** Opening SUPPLIED RECORDS block **
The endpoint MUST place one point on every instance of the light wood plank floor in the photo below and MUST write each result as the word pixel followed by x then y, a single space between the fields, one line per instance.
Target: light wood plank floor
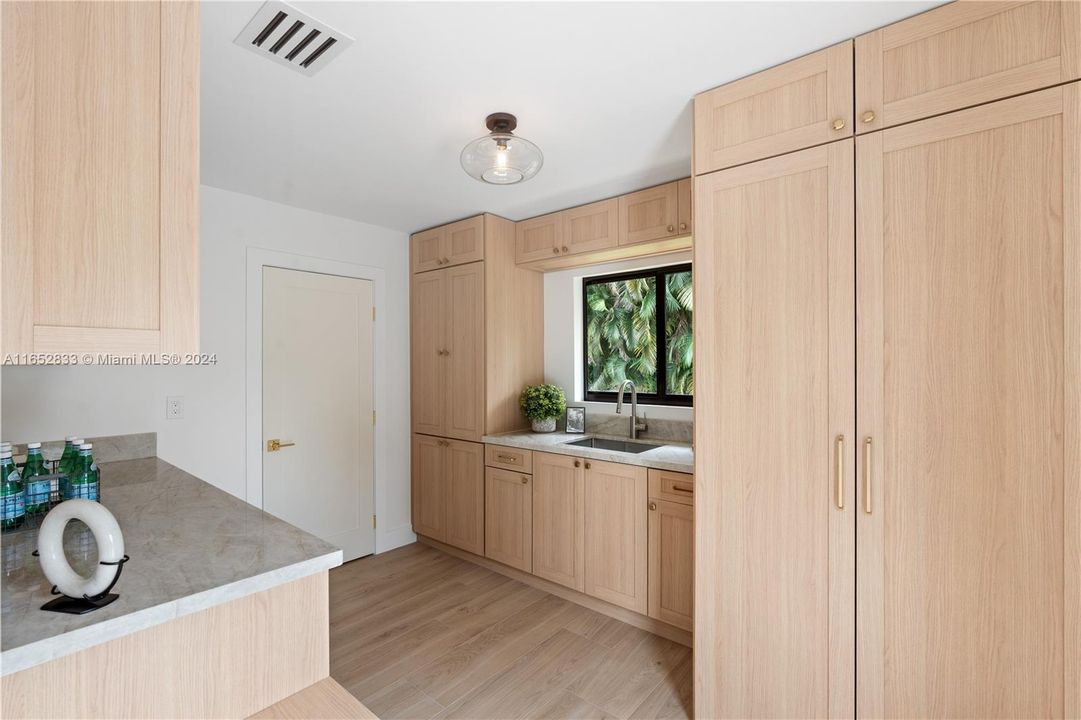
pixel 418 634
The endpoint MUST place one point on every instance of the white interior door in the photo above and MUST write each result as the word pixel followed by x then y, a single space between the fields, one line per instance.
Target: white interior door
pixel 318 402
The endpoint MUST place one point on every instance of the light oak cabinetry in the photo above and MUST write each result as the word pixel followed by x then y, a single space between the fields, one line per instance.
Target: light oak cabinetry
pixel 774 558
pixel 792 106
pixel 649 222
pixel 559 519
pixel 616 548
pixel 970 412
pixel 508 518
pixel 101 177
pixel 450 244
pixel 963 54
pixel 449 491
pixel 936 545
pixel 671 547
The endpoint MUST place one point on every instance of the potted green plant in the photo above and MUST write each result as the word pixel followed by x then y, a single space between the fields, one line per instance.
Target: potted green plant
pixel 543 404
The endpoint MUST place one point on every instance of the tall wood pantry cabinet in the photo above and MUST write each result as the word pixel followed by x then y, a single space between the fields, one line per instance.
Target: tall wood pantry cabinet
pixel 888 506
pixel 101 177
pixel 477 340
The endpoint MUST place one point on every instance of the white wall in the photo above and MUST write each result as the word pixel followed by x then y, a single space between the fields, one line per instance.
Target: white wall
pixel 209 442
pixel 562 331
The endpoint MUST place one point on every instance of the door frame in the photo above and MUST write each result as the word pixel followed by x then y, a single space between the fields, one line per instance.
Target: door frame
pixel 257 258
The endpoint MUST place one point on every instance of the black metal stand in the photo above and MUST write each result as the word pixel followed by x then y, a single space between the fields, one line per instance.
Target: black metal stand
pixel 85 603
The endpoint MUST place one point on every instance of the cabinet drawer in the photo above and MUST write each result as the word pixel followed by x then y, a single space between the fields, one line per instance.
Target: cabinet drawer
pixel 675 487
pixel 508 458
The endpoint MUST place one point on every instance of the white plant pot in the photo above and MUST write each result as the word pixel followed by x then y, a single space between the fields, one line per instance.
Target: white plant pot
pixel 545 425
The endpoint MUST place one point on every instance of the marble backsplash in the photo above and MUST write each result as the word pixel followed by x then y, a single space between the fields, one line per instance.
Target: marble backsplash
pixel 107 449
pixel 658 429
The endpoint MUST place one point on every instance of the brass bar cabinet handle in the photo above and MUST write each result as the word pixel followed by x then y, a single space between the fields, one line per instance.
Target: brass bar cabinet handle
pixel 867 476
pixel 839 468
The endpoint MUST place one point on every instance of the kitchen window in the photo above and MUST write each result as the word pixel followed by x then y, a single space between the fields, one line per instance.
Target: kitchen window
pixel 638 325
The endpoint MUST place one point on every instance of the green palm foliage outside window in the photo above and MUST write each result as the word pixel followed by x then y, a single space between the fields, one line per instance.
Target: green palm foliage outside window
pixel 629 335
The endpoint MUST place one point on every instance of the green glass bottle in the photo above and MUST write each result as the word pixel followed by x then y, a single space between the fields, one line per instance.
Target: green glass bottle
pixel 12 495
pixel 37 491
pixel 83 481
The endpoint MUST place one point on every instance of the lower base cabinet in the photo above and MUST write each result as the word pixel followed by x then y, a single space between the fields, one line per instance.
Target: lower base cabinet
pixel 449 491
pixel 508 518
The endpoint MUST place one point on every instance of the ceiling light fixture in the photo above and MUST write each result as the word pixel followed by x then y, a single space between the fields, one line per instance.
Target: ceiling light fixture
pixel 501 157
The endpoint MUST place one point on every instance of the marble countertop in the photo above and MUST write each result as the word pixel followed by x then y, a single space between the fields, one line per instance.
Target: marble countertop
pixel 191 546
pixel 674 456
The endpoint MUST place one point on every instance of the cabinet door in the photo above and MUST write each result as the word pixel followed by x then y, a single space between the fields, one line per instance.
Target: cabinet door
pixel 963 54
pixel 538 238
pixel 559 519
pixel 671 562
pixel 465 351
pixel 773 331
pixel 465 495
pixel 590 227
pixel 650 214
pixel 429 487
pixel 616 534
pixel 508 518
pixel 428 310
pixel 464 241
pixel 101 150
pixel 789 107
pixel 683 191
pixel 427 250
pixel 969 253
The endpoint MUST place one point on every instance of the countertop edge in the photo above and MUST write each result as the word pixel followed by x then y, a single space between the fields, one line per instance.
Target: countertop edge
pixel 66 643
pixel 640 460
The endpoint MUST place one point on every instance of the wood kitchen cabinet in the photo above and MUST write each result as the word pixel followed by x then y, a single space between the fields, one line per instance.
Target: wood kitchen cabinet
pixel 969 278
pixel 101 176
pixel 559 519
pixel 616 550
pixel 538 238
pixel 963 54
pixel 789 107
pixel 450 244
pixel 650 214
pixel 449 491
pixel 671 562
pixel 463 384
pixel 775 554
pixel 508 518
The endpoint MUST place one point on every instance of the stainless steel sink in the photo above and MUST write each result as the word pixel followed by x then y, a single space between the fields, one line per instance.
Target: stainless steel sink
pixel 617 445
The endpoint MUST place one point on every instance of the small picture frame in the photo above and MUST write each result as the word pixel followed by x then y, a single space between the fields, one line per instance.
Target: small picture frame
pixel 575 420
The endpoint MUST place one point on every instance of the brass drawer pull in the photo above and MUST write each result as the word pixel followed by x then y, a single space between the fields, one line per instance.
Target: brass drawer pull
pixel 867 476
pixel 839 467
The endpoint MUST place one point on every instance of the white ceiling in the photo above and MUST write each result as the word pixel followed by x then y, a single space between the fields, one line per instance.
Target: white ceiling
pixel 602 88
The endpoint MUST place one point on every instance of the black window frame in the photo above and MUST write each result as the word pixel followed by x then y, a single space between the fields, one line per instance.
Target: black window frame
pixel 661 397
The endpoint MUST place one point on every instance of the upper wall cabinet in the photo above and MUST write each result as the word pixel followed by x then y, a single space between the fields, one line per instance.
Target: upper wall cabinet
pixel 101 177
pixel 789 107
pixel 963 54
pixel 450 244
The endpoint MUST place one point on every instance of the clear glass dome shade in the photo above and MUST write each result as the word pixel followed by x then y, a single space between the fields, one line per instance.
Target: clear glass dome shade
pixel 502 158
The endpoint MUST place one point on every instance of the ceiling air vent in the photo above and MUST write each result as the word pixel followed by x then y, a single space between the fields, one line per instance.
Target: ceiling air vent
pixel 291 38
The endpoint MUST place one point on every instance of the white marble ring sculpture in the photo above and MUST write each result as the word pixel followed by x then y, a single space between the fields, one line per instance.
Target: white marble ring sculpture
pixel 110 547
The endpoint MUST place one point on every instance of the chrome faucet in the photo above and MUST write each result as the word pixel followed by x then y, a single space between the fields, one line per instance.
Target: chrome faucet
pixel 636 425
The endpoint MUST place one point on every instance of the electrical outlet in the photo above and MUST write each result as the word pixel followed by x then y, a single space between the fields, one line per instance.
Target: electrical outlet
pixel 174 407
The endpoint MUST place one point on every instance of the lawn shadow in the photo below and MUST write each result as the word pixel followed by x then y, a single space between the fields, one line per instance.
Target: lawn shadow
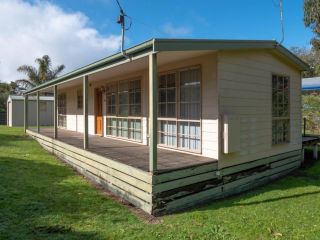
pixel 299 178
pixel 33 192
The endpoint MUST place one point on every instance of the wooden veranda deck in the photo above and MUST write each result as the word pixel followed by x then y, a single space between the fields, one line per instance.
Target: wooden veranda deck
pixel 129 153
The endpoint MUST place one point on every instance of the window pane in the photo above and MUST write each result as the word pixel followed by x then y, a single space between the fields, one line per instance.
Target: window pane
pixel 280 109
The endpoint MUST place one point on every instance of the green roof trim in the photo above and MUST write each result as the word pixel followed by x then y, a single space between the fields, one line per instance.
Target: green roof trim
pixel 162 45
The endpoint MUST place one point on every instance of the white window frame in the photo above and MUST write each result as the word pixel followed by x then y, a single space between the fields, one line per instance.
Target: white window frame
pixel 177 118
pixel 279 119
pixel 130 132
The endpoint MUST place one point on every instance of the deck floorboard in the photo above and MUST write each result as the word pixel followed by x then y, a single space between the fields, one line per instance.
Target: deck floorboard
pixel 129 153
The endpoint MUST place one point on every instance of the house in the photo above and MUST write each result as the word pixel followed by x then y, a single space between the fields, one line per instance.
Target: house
** Closing SUPPLIED RECORDS block **
_ASSIGNMENT_
Across the records above, show each line containing the word "below".

_RESULT OF THIS TASK_
The endpoint MUST place one point on every instance of the light wood plank floor in the photo below and MUST write each result as the word pixel followed by x then y, a single space between the fields, one line per instance.
The endpoint MUST place one point on every instance of the lawn shadow in the photo below and MUST write each result as the word pixel followed by x then y, a single space between the fields, one line per instance.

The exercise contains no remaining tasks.